● **Requirements**
Copy every one of the records below line by line, changing nothing.

● **Input for this task**
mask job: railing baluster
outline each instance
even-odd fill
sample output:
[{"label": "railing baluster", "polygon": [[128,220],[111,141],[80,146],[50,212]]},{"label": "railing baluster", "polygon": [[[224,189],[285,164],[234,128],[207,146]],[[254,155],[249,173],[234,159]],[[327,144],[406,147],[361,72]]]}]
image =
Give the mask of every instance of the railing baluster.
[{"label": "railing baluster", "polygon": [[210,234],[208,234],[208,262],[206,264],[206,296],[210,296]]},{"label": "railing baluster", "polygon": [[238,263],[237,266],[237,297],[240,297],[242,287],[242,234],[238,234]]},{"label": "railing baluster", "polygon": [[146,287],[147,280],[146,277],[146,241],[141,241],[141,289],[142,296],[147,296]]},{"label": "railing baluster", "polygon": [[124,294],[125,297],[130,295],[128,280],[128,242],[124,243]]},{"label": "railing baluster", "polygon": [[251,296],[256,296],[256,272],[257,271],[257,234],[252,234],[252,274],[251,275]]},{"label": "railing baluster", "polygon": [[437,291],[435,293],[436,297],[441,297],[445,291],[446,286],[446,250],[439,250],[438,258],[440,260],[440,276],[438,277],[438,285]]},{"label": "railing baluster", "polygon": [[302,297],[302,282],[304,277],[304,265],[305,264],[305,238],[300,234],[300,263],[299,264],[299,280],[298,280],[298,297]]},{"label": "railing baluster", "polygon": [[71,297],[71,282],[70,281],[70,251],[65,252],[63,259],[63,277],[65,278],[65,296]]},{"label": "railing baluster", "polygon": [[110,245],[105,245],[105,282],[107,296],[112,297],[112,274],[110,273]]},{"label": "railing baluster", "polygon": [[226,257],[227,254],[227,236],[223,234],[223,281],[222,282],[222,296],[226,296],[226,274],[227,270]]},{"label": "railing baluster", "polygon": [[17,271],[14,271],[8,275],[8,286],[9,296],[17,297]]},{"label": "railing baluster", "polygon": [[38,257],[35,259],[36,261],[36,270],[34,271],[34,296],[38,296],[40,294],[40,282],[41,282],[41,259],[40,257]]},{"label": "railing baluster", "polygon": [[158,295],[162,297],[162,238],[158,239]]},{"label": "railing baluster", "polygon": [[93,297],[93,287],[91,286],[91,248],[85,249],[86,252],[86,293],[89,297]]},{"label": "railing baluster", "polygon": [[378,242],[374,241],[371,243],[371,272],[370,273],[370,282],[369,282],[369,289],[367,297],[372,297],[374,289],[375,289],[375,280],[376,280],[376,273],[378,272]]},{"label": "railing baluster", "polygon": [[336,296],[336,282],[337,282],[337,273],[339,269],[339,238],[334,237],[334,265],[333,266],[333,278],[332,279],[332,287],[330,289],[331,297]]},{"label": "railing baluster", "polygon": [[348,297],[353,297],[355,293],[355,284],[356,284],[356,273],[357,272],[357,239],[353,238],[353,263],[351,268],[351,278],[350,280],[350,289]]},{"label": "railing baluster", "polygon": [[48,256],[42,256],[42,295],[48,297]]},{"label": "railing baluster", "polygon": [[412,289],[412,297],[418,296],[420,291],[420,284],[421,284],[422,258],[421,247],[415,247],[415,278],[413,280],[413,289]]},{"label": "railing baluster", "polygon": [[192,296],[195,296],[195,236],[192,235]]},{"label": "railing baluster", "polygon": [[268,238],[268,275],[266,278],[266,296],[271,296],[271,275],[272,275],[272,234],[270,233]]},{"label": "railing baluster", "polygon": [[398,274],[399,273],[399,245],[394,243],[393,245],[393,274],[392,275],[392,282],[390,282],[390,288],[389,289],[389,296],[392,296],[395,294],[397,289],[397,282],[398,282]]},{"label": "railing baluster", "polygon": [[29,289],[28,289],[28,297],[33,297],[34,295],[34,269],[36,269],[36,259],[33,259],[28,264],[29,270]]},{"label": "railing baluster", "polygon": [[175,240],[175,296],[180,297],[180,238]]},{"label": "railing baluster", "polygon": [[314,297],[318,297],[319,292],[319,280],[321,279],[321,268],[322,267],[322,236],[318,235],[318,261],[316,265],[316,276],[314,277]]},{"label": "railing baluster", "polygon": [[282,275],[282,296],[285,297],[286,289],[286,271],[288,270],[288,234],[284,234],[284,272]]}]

● **Solution to this exercise**
mask job: railing baluster
outline each instance
even-odd fill
sample output:
[{"label": "railing baluster", "polygon": [[128,220],[111,141],[80,146],[50,212]]},{"label": "railing baluster", "polygon": [[[224,189],[285,164],[234,128],[207,146]],[[254,155],[249,173],[234,159]],[[327,144],[406,147],[361,72]]]}]
image =
Give the mask of every instance of the railing baluster.
[{"label": "railing baluster", "polygon": [[210,234],[208,234],[208,262],[206,264],[206,296],[210,296]]},{"label": "railing baluster", "polygon": [[238,263],[237,266],[237,297],[240,297],[242,287],[242,234],[238,234]]},{"label": "railing baluster", "polygon": [[146,287],[147,280],[146,277],[146,241],[141,241],[141,289],[142,296],[147,296]]},{"label": "railing baluster", "polygon": [[124,294],[125,297],[130,295],[128,280],[128,242],[124,243]]},{"label": "railing baluster", "polygon": [[251,296],[256,296],[256,272],[257,271],[257,234],[252,234],[252,274],[251,275]]},{"label": "railing baluster", "polygon": [[437,291],[435,293],[436,297],[441,297],[445,291],[446,286],[446,250],[439,250],[438,258],[440,260],[440,276],[438,277],[438,285]]},{"label": "railing baluster", "polygon": [[302,297],[302,282],[304,277],[304,265],[305,264],[305,238],[300,234],[300,263],[299,264],[299,280],[298,280],[298,297]]},{"label": "railing baluster", "polygon": [[71,297],[71,282],[70,281],[70,251],[65,252],[63,259],[63,277],[65,278],[65,296]]},{"label": "railing baluster", "polygon": [[110,245],[105,245],[105,282],[107,296],[112,297],[112,274],[110,273]]},{"label": "railing baluster", "polygon": [[226,257],[227,254],[227,236],[223,234],[223,281],[222,282],[222,296],[226,296],[226,274],[227,270]]},{"label": "railing baluster", "polygon": [[17,271],[14,271],[8,275],[8,286],[9,296],[17,297]]},{"label": "railing baluster", "polygon": [[38,257],[35,259],[36,261],[36,270],[34,271],[34,296],[38,296],[40,294],[40,282],[41,282],[41,259],[40,257]]},{"label": "railing baluster", "polygon": [[158,295],[162,297],[162,238],[158,239]]},{"label": "railing baluster", "polygon": [[93,297],[93,287],[91,286],[91,248],[85,249],[86,252],[86,293],[89,297]]},{"label": "railing baluster", "polygon": [[378,242],[374,241],[371,243],[371,272],[370,273],[370,282],[369,282],[369,289],[367,297],[372,297],[374,289],[375,289],[375,280],[376,280],[376,273],[378,272]]},{"label": "railing baluster", "polygon": [[336,296],[336,282],[337,282],[337,273],[339,269],[339,238],[334,237],[334,265],[333,266],[333,278],[332,279],[332,287],[330,289],[331,297]]},{"label": "railing baluster", "polygon": [[348,297],[353,297],[355,293],[355,284],[356,284],[356,273],[357,272],[357,239],[353,238],[353,263],[351,268],[351,278],[350,280],[350,289]]},{"label": "railing baluster", "polygon": [[48,256],[42,256],[42,295],[48,297]]},{"label": "railing baluster", "polygon": [[412,289],[412,297],[418,296],[420,291],[420,284],[421,284],[422,258],[421,247],[415,247],[415,278],[413,280],[413,289]]},{"label": "railing baluster", "polygon": [[192,296],[195,296],[195,236],[192,235]]},{"label": "railing baluster", "polygon": [[268,238],[268,275],[266,278],[266,296],[271,296],[271,275],[272,275],[272,234],[270,233]]},{"label": "railing baluster", "polygon": [[398,274],[399,273],[399,245],[394,243],[393,245],[393,274],[392,275],[392,282],[390,282],[390,288],[389,289],[389,296],[392,296],[395,294],[397,289],[397,282],[398,282]]},{"label": "railing baluster", "polygon": [[29,289],[28,289],[28,297],[33,297],[34,295],[34,269],[36,269],[36,259],[33,259],[28,264],[29,270]]},{"label": "railing baluster", "polygon": [[175,240],[175,296],[180,297],[180,238]]},{"label": "railing baluster", "polygon": [[314,297],[318,297],[319,292],[319,280],[321,279],[321,268],[322,267],[322,236],[318,235],[318,261],[316,265],[316,276],[314,277]]},{"label": "railing baluster", "polygon": [[282,275],[282,296],[285,297],[286,289],[286,271],[288,270],[288,234],[284,234],[284,272]]}]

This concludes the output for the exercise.